Written task:
Rewrite the part that opens with the line containing "task: provide the mask of every instance of the sunglasses" and closes with the line containing "51), (258, 50)]". Shift every outline coordinate by -9 and keep everything else the same.

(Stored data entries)
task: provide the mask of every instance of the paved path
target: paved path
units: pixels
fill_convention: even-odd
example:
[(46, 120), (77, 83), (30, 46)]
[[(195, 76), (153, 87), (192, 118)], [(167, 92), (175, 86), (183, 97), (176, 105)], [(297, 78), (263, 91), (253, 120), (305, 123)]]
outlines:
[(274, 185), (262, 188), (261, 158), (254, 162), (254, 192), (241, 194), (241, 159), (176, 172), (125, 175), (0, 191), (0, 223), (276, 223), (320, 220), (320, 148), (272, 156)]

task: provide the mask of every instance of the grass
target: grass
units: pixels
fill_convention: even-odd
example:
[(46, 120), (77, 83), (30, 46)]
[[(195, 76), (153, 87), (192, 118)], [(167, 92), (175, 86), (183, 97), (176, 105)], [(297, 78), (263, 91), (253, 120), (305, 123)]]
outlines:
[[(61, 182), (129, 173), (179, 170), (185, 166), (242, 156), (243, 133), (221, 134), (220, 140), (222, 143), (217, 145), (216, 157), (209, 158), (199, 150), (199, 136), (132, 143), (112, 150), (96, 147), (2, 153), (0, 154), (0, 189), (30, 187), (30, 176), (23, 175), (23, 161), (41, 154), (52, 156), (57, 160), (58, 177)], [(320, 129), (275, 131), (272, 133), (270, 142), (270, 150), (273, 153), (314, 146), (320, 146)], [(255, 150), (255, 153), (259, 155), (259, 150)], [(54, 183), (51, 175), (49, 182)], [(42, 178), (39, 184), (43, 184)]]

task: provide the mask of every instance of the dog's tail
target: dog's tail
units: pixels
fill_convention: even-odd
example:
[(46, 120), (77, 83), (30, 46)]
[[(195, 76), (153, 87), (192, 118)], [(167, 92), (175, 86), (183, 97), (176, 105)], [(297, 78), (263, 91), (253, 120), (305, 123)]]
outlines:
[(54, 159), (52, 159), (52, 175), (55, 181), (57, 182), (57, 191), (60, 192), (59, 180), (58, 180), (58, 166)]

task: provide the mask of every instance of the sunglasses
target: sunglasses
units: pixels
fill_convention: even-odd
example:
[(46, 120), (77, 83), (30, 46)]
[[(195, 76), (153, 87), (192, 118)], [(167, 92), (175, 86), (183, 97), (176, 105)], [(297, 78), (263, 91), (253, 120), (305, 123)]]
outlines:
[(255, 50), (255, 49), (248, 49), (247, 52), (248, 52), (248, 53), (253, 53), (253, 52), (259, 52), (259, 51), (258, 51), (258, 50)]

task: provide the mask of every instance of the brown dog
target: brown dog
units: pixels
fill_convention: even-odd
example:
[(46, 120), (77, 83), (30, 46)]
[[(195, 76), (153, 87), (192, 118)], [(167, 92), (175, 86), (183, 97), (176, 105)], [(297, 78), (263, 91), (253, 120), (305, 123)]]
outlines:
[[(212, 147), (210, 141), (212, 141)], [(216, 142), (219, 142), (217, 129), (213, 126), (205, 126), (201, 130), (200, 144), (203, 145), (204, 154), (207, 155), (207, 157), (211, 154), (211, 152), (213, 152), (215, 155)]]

Answer below:
task: provide the mask of every instance of the sunglasses
target: sunglasses
units: pixels
fill_convention: even-odd
example:
[(46, 120), (77, 83), (30, 46)]
[[(195, 76), (153, 87), (192, 118)], [(167, 92), (175, 86), (183, 97), (176, 105)], [(297, 78), (263, 91), (253, 120), (305, 123)]]
outlines:
[(246, 41), (246, 40), (239, 40), (238, 43), (239, 43), (239, 44), (244, 44), (244, 43), (250, 43), (250, 42), (249, 42), (249, 41)]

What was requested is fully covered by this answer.